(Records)
################
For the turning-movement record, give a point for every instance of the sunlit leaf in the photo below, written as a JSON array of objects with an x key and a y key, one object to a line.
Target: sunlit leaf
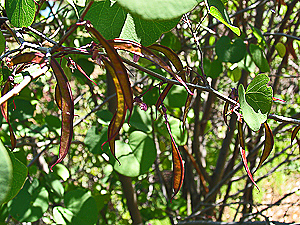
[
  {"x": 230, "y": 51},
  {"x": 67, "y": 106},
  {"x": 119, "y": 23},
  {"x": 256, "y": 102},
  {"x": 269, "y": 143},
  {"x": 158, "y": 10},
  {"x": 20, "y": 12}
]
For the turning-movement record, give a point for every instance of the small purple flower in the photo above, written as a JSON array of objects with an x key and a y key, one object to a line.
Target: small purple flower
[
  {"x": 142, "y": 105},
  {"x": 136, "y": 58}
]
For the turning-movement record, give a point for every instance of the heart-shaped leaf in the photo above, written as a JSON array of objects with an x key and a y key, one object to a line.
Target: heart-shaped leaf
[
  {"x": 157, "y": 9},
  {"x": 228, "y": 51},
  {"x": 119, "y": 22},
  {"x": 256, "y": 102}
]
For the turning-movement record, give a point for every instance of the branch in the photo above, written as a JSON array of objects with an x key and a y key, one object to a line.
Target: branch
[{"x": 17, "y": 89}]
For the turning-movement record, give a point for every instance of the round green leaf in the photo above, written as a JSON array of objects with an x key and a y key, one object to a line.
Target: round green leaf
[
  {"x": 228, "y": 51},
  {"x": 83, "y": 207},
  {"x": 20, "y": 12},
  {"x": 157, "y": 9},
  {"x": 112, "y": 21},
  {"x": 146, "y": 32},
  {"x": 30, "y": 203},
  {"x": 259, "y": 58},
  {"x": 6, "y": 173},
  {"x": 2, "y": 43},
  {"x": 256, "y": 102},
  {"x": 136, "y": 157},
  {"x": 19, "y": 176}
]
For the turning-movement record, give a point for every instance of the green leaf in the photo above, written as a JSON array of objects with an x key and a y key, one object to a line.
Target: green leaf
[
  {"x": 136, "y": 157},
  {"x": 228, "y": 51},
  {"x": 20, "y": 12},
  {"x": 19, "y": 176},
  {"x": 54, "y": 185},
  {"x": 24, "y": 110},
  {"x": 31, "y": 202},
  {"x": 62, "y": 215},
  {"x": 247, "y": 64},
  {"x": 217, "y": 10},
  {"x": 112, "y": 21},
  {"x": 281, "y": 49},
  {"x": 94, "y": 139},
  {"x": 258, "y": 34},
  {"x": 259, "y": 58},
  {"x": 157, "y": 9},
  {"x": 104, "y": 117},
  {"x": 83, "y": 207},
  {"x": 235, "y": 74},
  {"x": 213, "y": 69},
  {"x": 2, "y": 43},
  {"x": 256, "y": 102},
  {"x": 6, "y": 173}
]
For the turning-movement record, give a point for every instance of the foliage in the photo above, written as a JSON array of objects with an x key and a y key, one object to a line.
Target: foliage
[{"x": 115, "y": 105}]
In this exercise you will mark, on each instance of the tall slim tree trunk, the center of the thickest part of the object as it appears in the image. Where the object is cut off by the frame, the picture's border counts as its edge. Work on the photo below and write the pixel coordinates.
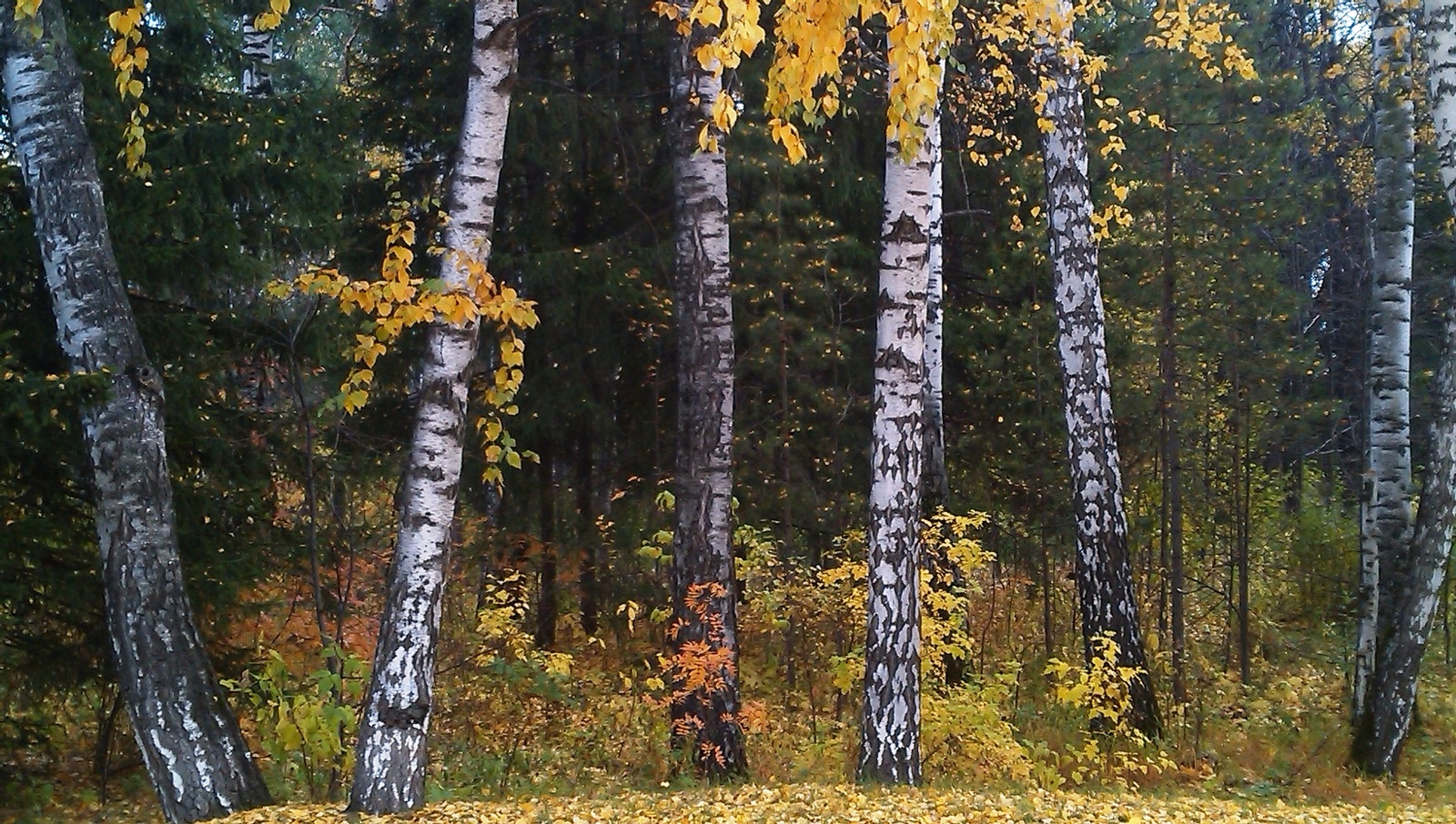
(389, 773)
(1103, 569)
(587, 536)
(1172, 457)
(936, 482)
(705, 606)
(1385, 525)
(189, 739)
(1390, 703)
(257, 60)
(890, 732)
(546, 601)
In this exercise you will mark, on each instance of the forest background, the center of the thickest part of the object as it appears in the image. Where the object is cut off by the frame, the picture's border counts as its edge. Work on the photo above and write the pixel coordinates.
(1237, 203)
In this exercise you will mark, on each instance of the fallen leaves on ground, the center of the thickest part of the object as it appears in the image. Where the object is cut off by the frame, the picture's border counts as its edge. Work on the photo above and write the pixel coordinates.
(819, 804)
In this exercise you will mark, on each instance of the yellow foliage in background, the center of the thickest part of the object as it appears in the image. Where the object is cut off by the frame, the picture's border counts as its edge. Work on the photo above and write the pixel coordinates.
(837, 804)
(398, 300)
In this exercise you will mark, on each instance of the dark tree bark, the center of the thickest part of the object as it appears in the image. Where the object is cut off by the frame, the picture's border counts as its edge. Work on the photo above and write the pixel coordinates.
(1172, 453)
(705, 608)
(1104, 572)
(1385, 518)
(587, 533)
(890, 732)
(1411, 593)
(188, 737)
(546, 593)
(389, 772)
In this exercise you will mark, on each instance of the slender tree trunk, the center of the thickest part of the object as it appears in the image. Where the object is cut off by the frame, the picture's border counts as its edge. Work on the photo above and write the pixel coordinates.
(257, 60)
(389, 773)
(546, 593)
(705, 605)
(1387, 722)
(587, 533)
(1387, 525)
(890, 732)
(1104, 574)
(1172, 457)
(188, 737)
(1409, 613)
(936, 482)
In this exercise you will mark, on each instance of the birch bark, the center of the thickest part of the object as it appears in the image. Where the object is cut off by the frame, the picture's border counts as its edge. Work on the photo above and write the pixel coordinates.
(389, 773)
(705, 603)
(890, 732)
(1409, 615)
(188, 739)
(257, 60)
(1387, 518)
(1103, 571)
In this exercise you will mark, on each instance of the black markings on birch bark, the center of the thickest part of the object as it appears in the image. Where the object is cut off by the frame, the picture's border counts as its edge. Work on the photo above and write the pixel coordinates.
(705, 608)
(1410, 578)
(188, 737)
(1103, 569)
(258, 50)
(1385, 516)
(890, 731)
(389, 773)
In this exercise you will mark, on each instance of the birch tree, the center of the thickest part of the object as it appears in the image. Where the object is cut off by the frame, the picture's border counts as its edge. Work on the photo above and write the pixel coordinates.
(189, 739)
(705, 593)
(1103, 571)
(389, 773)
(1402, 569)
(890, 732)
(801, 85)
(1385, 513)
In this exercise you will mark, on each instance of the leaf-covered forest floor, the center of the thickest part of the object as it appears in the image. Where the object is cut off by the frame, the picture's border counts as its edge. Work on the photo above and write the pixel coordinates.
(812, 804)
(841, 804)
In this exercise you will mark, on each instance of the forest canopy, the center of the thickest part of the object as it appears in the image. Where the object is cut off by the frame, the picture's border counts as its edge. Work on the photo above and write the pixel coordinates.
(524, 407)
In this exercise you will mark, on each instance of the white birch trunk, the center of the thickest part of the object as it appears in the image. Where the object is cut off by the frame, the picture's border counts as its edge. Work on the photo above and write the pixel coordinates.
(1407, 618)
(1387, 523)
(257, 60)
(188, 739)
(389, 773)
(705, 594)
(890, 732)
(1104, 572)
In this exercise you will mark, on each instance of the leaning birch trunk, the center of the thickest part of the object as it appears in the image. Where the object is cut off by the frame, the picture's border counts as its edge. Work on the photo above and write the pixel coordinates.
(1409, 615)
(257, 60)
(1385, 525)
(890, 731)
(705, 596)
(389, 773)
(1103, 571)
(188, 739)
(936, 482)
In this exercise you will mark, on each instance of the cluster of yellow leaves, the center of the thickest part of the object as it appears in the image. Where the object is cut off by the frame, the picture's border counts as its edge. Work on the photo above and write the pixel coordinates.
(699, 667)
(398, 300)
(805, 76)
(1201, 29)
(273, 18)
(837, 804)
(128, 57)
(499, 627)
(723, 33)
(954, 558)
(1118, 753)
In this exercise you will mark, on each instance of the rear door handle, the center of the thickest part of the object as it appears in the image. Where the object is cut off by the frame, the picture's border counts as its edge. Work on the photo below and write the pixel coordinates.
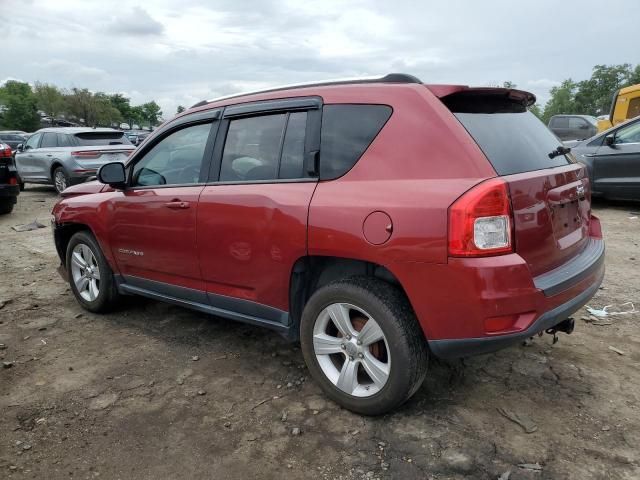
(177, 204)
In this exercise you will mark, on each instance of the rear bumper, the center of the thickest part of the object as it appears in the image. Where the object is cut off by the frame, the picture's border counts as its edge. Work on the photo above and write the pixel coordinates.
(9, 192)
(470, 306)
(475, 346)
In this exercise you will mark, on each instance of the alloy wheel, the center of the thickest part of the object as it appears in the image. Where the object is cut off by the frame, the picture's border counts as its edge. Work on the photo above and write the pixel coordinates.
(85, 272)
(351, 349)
################
Write the listing above out again exactly, dropping each image.

**The response**
For the turning-movement record, give a point for every instance of the sunlit leaf in the photo below, written as a JSON array of objects with an x key and a y key, one object to a line.
Target: sunlit leaf
[
  {"x": 230, "y": 51},
  {"x": 67, "y": 106},
  {"x": 119, "y": 23},
  {"x": 256, "y": 102},
  {"x": 269, "y": 143},
  {"x": 158, "y": 10},
  {"x": 20, "y": 12}
]
For the turning-movement record, give a point for every instance of the small purple flower in the photo above, written as a JSON array of objects with an x key and a y key, one object to a line.
Target: small purple flower
[
  {"x": 142, "y": 105},
  {"x": 136, "y": 58}
]
For the turning-movement record, give a point for every instance of the heart-shaped leaf in the photo above, written as a JSON array of objects with an x key and a y key, one object to a line.
Target: heart-shaped leaf
[
  {"x": 157, "y": 9},
  {"x": 228, "y": 51},
  {"x": 119, "y": 22},
  {"x": 256, "y": 102}
]
For the turning-movement record, give a point for every instance of the branch in the photo above, written as a JSON array of objects with an x key and a y key, one object to a line.
Target: branch
[{"x": 17, "y": 89}]
For the turning-movement record, give a point for every instance of the round green leaf in the photo above, written as a JSON array of objects with an x key and a y key, one object to a line.
Target: round green leaf
[
  {"x": 228, "y": 51},
  {"x": 83, "y": 207},
  {"x": 20, "y": 12},
  {"x": 157, "y": 9},
  {"x": 112, "y": 21},
  {"x": 146, "y": 32},
  {"x": 30, "y": 203},
  {"x": 259, "y": 58},
  {"x": 6, "y": 173},
  {"x": 2, "y": 43},
  {"x": 256, "y": 102},
  {"x": 136, "y": 157},
  {"x": 19, "y": 176}
]
For the turning-movement record, give a point for every instance of the green leaf in the photo above, written as a JSON array of objects with an x key and a y key, one object to a line.
Target: green leaf
[
  {"x": 136, "y": 157},
  {"x": 228, "y": 51},
  {"x": 20, "y": 12},
  {"x": 19, "y": 176},
  {"x": 54, "y": 185},
  {"x": 24, "y": 110},
  {"x": 31, "y": 202},
  {"x": 62, "y": 215},
  {"x": 247, "y": 64},
  {"x": 217, "y": 10},
  {"x": 112, "y": 21},
  {"x": 281, "y": 49},
  {"x": 94, "y": 139},
  {"x": 258, "y": 34},
  {"x": 259, "y": 58},
  {"x": 157, "y": 9},
  {"x": 104, "y": 117},
  {"x": 83, "y": 207},
  {"x": 235, "y": 74},
  {"x": 213, "y": 69},
  {"x": 2, "y": 43},
  {"x": 256, "y": 102},
  {"x": 6, "y": 173}
]
For the turning-movement record, give a point for every instance of the foliage in the photo above, written as a JSON array of objects with an x key and a y key, one object to a line.
Target: foliage
[{"x": 115, "y": 105}]
In this exercise you will mark, on each instance of the tall slim tree trunk, the center of the thickest part of the object as it appears in the image. Where the object is cut off by the frame, the picture's border counts as its edge. Work on the photo below and write the pixel coordinates.
(389, 773)
(1103, 569)
(587, 536)
(1172, 457)
(936, 482)
(705, 606)
(1385, 525)
(189, 739)
(1390, 703)
(257, 60)
(890, 732)
(546, 601)
In this exercise you will mark, on each instance of the forest background, the center of the thickest part of the object as it appears in the image. Where the object is cut off by the frame, the picture's border counts as its edge. Work on the photo above and write the pixel coordinates.
(1237, 203)
In this exercise you will mark, on each instance of the fallen leaves on ground, the center of the thickest part of the object as it appears in the image. Where the object is cut off by the frame, the picture's border counts as its edge. Work on the photo above and write the pixel coordinates.
(819, 804)
In this exercise you will mark, on each instance of the yellow foliage in background, the center of the thickest part of the object as it appears in the image. Where the object is cut off by the frame, the picture's border counts as its edge. Work on the photo above and write the pixel coordinates.
(837, 804)
(398, 300)
In this exercise you will mark, on each instance of the dark tree bark, the center of the thickest part of the object as it appears in the image. Where the object is cut off by the frame, the picture's border counts as its edge. Work on the photo above and write the pixel coordinates.
(1172, 453)
(705, 608)
(1104, 572)
(1385, 518)
(587, 533)
(890, 732)
(1411, 593)
(188, 737)
(546, 593)
(389, 772)
In this exercise you will mark, on each instance of the slender tree trunk, the center of the thickest part of the object as it appears in the image. Where the object is cut off by the frame, the picture's border counts as its edge. Work on the photo above and write the pixel coordinates.
(257, 60)
(389, 773)
(546, 593)
(705, 605)
(1387, 722)
(587, 533)
(1387, 525)
(890, 732)
(1104, 574)
(1172, 457)
(188, 737)
(1409, 613)
(936, 482)
In this exercise you will mark, on each instance of the birch bark, the center of the thickest part of the object as it appears in the image. Where the object is cut off by the frame, the picture's border counts as its edge. Work on the photo above and write the pixel coordinates.
(389, 773)
(705, 603)
(890, 732)
(1409, 615)
(188, 739)
(257, 60)
(1387, 518)
(1103, 571)
In this exercise you will mark, on each instance of the black markings on birch bark, the center of the thickest part of the object as it appears in the image. Where the object is cut off by the frame, the picture's border counts as its edge. Work on the photo above and write the pixel coordinates.
(705, 608)
(1410, 578)
(188, 737)
(1103, 569)
(258, 50)
(1385, 516)
(890, 731)
(389, 773)
In this exercise you will mark, on each instance of the birch tree, the center of the thickest part of the object as it appears in the image. Where the object is cut off by the frame, the picture's border counts as its edge. Work on the photo above and write the pixel coordinates.
(189, 739)
(705, 593)
(1103, 571)
(389, 773)
(1402, 569)
(890, 732)
(801, 85)
(1385, 513)
In this exercise you will mark, on each instance of the leaf-covered forest floor, the center of the thickest part of the object as it appears in the image. Where the object is cut off by the frame, the picture's border counts as its edge. Work on the photo above and write the pixel coordinates.
(812, 804)
(841, 804)
In this exercise you will mark, on each instance of the forest canopy, the center of the thickest part of the object as it appears in the image. Where the object is cut off by the frame, the picture's border counts as its edge. Work on the photo above and write the pixel coordinates.
(524, 407)
In this exercise you will mark, on each instance of the white birch trunk, the center of the thickest part of the object as it appears in the image. Where the object is cut off by the frame, the picture's border counts as its edge. Work on the photo above and write the pixel coordinates.
(1407, 618)
(1387, 523)
(257, 60)
(188, 739)
(389, 773)
(705, 594)
(890, 732)
(1104, 572)
In this exercise you will mark, on each instance of the leaning birch trunk, the center of the thickest part of the object as it appears in the image. Where the object is cut off by the frame, the picture's border counts as its edge. Work on the photo above and write the pixel coordinates.
(1409, 615)
(257, 60)
(1385, 525)
(890, 731)
(705, 596)
(389, 773)
(1103, 571)
(188, 739)
(936, 482)
In this exercise you will mark, on each instance of the cluster of yellow leaves, the center of the thickest part of the object as it appears in the image. Where the object is cut off by the frame, the picture's border counts as its edge. Work on the photo above and write the pixel coordinates.
(699, 667)
(398, 300)
(805, 76)
(1201, 29)
(273, 18)
(837, 804)
(128, 57)
(499, 627)
(723, 33)
(954, 558)
(1118, 753)
In this exercise you will mark, on each instance of the rear door handle, the center of the thickest part of the object as it appears in the image. Where the object is cut off by the frame, the picture's border counts as its edge. Work on the photo below and write the pixel coordinates.
(177, 204)
In this exercise you will mark, on each instance of the rear bumper, the center of the thickest part of the object as it appears in the image. Where the object is cut off by the frame, the picture's border counts as its edge. Work on the photo above and write the pixel coordinates.
(9, 192)
(470, 306)
(475, 346)
In this exercise you will mark, on each instance of the alloy wheel, the center of the thickest part of the object as it appears in the image. Where the object is cut off by the frame, the picture's border counts as its edge. Work on the photo above and write the pixel coordinates.
(85, 272)
(351, 349)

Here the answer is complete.